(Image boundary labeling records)
########
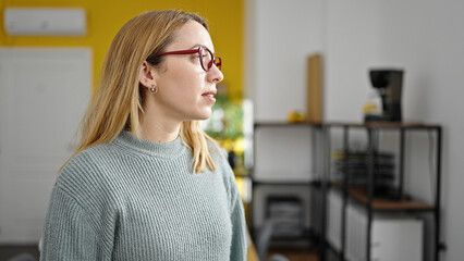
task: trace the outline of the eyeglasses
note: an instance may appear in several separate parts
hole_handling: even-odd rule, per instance
[[[160,52],[152,57],[161,57],[167,54],[194,54],[194,53],[198,53],[198,58],[200,58],[199,63],[202,64],[202,67],[203,70],[205,70],[205,72],[208,72],[212,67],[212,64],[215,64],[219,69],[219,71],[221,70],[221,65],[222,65],[221,58],[215,57],[215,54],[212,54],[212,52],[205,46],[199,46],[197,49],[192,49],[192,50]],[[147,59],[147,61],[149,62],[149,58]]]

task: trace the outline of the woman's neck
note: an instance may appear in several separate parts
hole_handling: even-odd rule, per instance
[[[160,115],[146,113],[143,116],[141,127],[144,139],[155,142],[169,142],[178,138],[181,123],[178,121],[163,121]]]

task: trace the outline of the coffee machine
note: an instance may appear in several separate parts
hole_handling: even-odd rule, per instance
[[[380,97],[380,112],[366,113],[365,122],[401,122],[403,71],[380,69],[369,71],[370,83]]]

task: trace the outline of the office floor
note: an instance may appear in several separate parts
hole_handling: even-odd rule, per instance
[[[8,261],[16,254],[29,253],[39,260],[37,246],[0,246],[0,260]]]
[[[293,248],[271,248],[266,257],[266,260],[273,253],[283,254],[290,261],[318,261],[317,254],[307,249],[293,249]]]
[[[0,261],[7,261],[21,253],[29,253],[39,259],[37,246],[0,246]],[[316,253],[305,249],[271,248],[268,257],[272,253],[285,256],[290,261],[318,261]]]

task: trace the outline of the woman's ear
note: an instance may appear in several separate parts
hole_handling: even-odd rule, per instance
[[[155,70],[147,61],[142,63],[138,83],[147,88],[151,88],[154,85],[156,86]]]

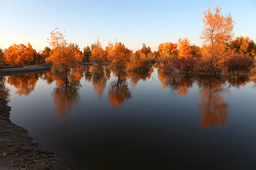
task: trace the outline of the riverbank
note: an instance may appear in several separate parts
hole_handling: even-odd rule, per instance
[[[29,65],[22,68],[0,69],[0,76],[20,74],[27,73],[42,72],[51,70],[51,68],[42,65]]]
[[[54,153],[37,147],[28,130],[9,118],[11,107],[0,98],[0,167],[18,169],[69,169]]]

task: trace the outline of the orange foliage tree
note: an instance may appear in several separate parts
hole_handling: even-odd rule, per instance
[[[92,45],[90,59],[92,62],[98,63],[99,65],[100,63],[106,60],[105,52],[102,48],[99,37],[97,38],[95,43]]]
[[[22,67],[25,63],[30,64],[33,61],[33,52],[30,43],[28,42],[28,47],[22,44],[15,44],[5,48],[6,63],[11,66]]]
[[[180,57],[186,58],[192,54],[193,49],[189,44],[189,39],[187,37],[178,39],[179,55]]]
[[[92,67],[91,71],[92,73],[93,89],[98,93],[100,99],[101,100],[108,81],[107,75],[101,66]]]
[[[177,44],[172,42],[161,43],[158,47],[159,59],[163,63],[169,63],[177,54]]]
[[[108,59],[110,62],[110,66],[119,72],[124,70],[130,59],[132,51],[124,44],[117,41],[114,44],[109,41],[106,50]]]
[[[78,46],[68,43],[62,33],[56,28],[51,33],[50,47],[52,50],[45,61],[52,63],[57,69],[67,73],[77,67],[77,63],[81,61],[83,56]]]
[[[210,45],[212,48],[221,42],[229,42],[235,34],[233,28],[236,23],[232,19],[232,16],[230,13],[223,15],[220,13],[221,9],[217,6],[214,9],[215,13],[213,14],[208,6],[208,10],[203,12],[204,26],[199,37],[204,43]]]
[[[204,26],[199,34],[204,46],[202,51],[202,58],[196,67],[198,71],[216,72],[225,70],[224,62],[228,54],[227,44],[234,35],[233,28],[235,23],[229,13],[224,16],[220,14],[221,9],[214,8],[214,14],[208,10],[204,11],[203,23]]]
[[[0,66],[5,65],[6,60],[5,52],[0,48]]]

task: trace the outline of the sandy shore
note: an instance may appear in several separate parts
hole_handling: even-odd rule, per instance
[[[37,65],[29,65],[22,68],[2,68],[0,69],[0,76],[41,72],[49,70],[51,68],[46,66]]]
[[[12,122],[7,103],[0,98],[0,169],[69,169],[60,158],[37,147],[28,130]]]

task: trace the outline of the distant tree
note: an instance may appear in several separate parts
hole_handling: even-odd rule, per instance
[[[159,52],[158,52],[158,51],[154,51],[153,54],[154,55],[154,57],[155,58],[157,58],[159,57]]]
[[[243,54],[252,59],[256,56],[256,44],[249,37],[237,37],[230,41],[229,47],[235,53]]]
[[[50,56],[45,59],[47,63],[51,63],[57,69],[67,71],[78,66],[81,56],[78,46],[74,43],[68,43],[64,39],[63,33],[56,28],[51,33],[50,47],[52,50]]]
[[[201,48],[199,46],[193,44],[191,46],[192,48],[192,55],[194,57],[197,57],[200,55]]]
[[[39,52],[37,53],[36,50],[35,50],[35,51],[33,53],[33,55],[34,59],[33,60],[32,64],[42,64],[43,63],[42,57]]]
[[[91,51],[90,46],[87,45],[85,47],[85,46],[84,48],[84,58],[83,59],[84,62],[85,62],[85,60],[86,60],[86,63],[89,62],[91,53]]]
[[[27,56],[29,56],[28,57],[30,64],[32,64],[32,62],[34,60],[34,53],[36,53],[36,51],[32,48],[32,46],[29,42],[28,42],[28,47],[26,49],[26,53]]]
[[[0,48],[0,66],[4,65],[5,64],[5,54],[4,51]]]
[[[186,58],[191,54],[193,50],[190,45],[189,39],[187,38],[178,39],[178,47],[180,57]]]
[[[105,52],[102,48],[99,37],[97,38],[95,43],[93,45],[92,45],[91,60],[94,62],[98,63],[99,65],[100,63],[102,63],[105,61],[106,58]]]
[[[33,49],[29,42],[28,48],[22,44],[15,44],[5,48],[6,60],[8,64],[11,65],[19,67],[24,66],[25,63],[30,64],[33,61]]]
[[[159,58],[162,63],[171,62],[173,56],[177,54],[178,50],[177,44],[172,42],[161,43],[158,47]]]
[[[146,45],[144,43],[142,44],[142,48],[141,48],[141,52],[146,56],[147,56],[148,53],[151,52],[151,48],[149,46],[148,46],[147,48]]]
[[[45,58],[49,57],[50,56],[50,52],[51,51],[51,48],[48,47],[45,47],[44,50],[42,52],[41,54],[41,55],[42,56],[42,59],[43,60],[43,62],[44,63],[45,62]]]
[[[124,70],[132,51],[124,44],[117,41],[114,44],[109,42],[106,49],[108,51],[107,57],[110,62],[109,65],[119,72]]]

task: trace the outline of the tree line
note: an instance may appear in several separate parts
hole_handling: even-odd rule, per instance
[[[107,62],[112,69],[120,71],[147,69],[149,62],[157,60],[165,72],[173,68],[214,73],[252,69],[252,73],[256,73],[255,43],[248,36],[234,39],[236,23],[230,13],[224,15],[220,13],[221,9],[217,6],[212,13],[208,7],[203,12],[204,26],[199,36],[203,43],[202,47],[190,44],[189,38],[185,37],[178,39],[177,43],[161,43],[157,51],[152,52],[143,43],[141,49],[133,52],[117,40],[109,41],[104,48],[98,37],[82,51],[77,45],[67,42],[65,33],[57,28],[48,39],[50,47],[38,52],[29,42],[27,46],[14,44],[4,50],[0,48],[0,64],[21,67],[46,63],[67,72],[77,68],[80,63]]]

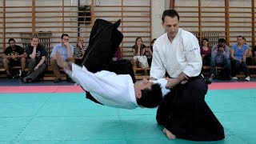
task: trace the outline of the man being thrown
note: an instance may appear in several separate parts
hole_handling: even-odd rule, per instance
[[[118,30],[119,24],[120,21],[114,24],[102,19],[95,21],[82,68],[74,63],[68,65],[59,54],[56,55],[57,62],[86,90],[86,98],[94,102],[124,109],[138,106],[156,107],[162,99],[160,85],[146,79],[134,84],[135,78],[130,62],[112,61],[123,38]],[[167,83],[165,79],[162,82],[163,85]]]
[[[134,84],[129,74],[116,74],[107,70],[94,74],[85,66],[62,61],[59,56],[56,56],[61,61],[58,65],[62,65],[64,71],[101,104],[123,109],[154,108],[162,100],[158,83],[144,78]]]

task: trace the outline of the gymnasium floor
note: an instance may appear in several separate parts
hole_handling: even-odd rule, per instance
[[[37,85],[37,86],[34,86]],[[206,101],[224,126],[223,141],[169,140],[156,109],[94,104],[79,86],[0,79],[0,143],[249,144],[256,141],[256,82],[214,82]]]

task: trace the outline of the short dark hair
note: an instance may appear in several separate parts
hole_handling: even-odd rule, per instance
[[[159,106],[162,100],[161,86],[155,83],[152,85],[151,89],[142,90],[142,97],[137,99],[137,103],[143,107],[154,108]]]
[[[62,39],[63,38],[64,36],[70,37],[69,34],[62,34]]]
[[[218,38],[218,42],[224,42],[224,43],[226,43],[226,40],[224,38]]]
[[[162,14],[162,22],[165,22],[165,18],[166,16],[169,16],[170,18],[177,17],[178,20],[179,21],[179,15],[178,12],[174,9],[166,10],[165,11],[163,11]]]
[[[8,40],[8,43],[10,44],[10,41],[14,41],[14,43],[15,43],[15,40],[14,40],[14,38],[10,38],[9,40]]]
[[[38,38],[38,37],[37,35],[33,35],[33,36],[31,37],[31,40],[33,40],[33,38]]]

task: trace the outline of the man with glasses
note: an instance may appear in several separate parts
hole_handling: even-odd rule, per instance
[[[69,43],[69,35],[67,34],[62,34],[61,38],[62,42],[54,46],[53,51],[50,54],[50,66],[55,76],[54,82],[61,82],[59,68],[62,67],[58,66],[56,62],[55,56],[57,53],[61,54],[64,61],[74,62],[74,59],[73,58],[74,47]],[[69,78],[67,78],[67,80],[69,80]]]

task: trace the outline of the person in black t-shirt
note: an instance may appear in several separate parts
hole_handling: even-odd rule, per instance
[[[10,73],[9,66],[22,66],[22,76],[23,76],[26,74],[24,71],[26,57],[25,50],[20,46],[15,45],[14,38],[10,38],[8,42],[9,46],[2,54],[2,63],[7,73],[7,78],[10,78],[13,77]]]
[[[40,76],[46,70],[47,52],[46,48],[38,43],[38,38],[33,36],[30,45],[26,48],[26,53],[28,56],[29,70],[22,82],[27,83],[40,78]]]

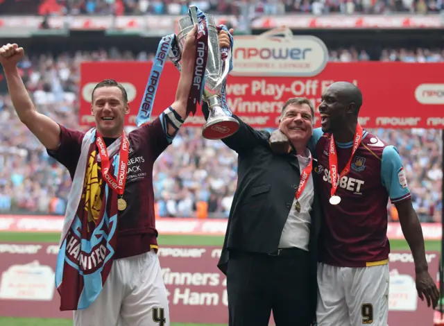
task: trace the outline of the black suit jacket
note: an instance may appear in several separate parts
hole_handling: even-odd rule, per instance
[[[203,105],[205,119],[208,107]],[[278,249],[284,225],[289,216],[299,186],[300,171],[293,154],[277,155],[268,144],[270,133],[259,131],[233,116],[239,122],[239,130],[222,139],[238,153],[237,188],[230,212],[222,254],[218,264],[226,275],[230,250],[237,249],[260,253],[273,253]],[[310,147],[311,147],[310,148]],[[314,153],[312,144],[309,146]],[[317,243],[322,221],[322,210],[317,188],[317,162],[313,161],[314,200],[311,212],[310,283],[314,296],[311,300],[316,311],[317,294]]]

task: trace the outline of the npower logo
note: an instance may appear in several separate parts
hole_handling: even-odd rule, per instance
[[[82,97],[87,103],[91,103],[91,96],[92,95],[92,90],[99,82],[96,83],[87,83],[82,87]],[[121,85],[125,87],[126,94],[128,94],[128,101],[131,103],[136,98],[137,91],[134,85],[130,83],[121,83]]]
[[[235,36],[233,46],[234,76],[311,77],[328,61],[328,51],[319,38],[293,36],[279,27],[259,35]]]
[[[444,84],[421,84],[415,89],[415,98],[421,104],[444,104]]]

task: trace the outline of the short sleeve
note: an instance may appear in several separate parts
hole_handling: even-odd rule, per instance
[[[319,141],[319,139],[321,139],[321,137],[323,135],[324,135],[324,132],[322,131],[321,128],[316,128],[316,129],[313,130],[313,136],[311,137],[311,138],[312,141],[314,142],[315,146],[316,144],[318,144],[318,141]]]
[[[395,203],[411,198],[405,170],[396,148],[388,146],[384,148],[382,161],[381,179],[390,200]]]
[[[60,126],[60,125],[59,125]],[[65,166],[72,179],[80,156],[85,133],[60,126],[60,144],[56,151],[46,150],[48,155]]]

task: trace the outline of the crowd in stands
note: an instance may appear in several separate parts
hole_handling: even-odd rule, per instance
[[[443,61],[438,51],[386,50],[382,60]],[[85,60],[146,60],[151,55],[110,52],[40,55],[19,63],[37,110],[58,123],[78,129],[79,65]],[[331,51],[332,60],[367,60],[365,51]],[[0,85],[2,81],[0,80]],[[3,81],[4,85],[4,80]],[[0,88],[1,89],[1,88]],[[71,180],[17,119],[10,99],[0,92],[0,213],[63,214]],[[415,208],[422,221],[441,221],[441,131],[374,130],[395,145],[407,172]],[[237,183],[237,154],[220,141],[209,141],[200,128],[183,128],[154,169],[157,212],[160,216],[228,216]],[[389,205],[391,218],[396,211]]]
[[[3,15],[183,15],[196,5],[209,13],[390,14],[438,12],[442,0],[0,0]]]

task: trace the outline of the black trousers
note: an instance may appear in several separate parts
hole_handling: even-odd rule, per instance
[[[229,326],[309,326],[309,254],[287,249],[279,256],[230,251],[227,271]],[[283,252],[283,251],[282,252]],[[316,288],[315,288],[316,289]]]

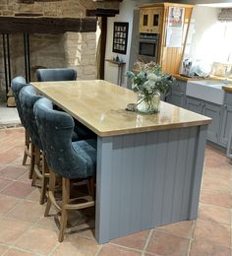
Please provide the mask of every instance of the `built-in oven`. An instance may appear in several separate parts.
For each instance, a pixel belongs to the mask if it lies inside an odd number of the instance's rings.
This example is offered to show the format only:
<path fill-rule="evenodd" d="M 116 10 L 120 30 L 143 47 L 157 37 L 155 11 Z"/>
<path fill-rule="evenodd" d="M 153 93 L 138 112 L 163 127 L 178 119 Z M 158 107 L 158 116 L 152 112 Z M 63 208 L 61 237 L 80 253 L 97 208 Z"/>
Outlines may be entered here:
<path fill-rule="evenodd" d="M 139 58 L 142 61 L 157 62 L 158 34 L 141 33 L 139 39 Z"/>

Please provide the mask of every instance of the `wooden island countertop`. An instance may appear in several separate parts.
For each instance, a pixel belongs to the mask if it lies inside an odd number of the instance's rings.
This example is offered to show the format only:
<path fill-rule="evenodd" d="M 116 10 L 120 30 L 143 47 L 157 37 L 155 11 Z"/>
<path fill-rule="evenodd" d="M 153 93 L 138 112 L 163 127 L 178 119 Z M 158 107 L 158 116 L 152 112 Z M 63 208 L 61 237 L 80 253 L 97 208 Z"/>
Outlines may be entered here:
<path fill-rule="evenodd" d="M 211 120 L 163 101 L 156 114 L 127 111 L 137 95 L 103 80 L 31 85 L 100 137 L 204 125 Z"/>
<path fill-rule="evenodd" d="M 137 95 L 101 80 L 31 84 L 97 134 L 98 243 L 197 219 L 210 118 L 163 101 L 156 114 L 127 111 Z"/>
########
■ **WORK INSTRUCTIONS**: Count the lines in the records above that contain the string "provide", matching case exactly. Give only the number.

■ **RESULT FOR THIS TASK**: 2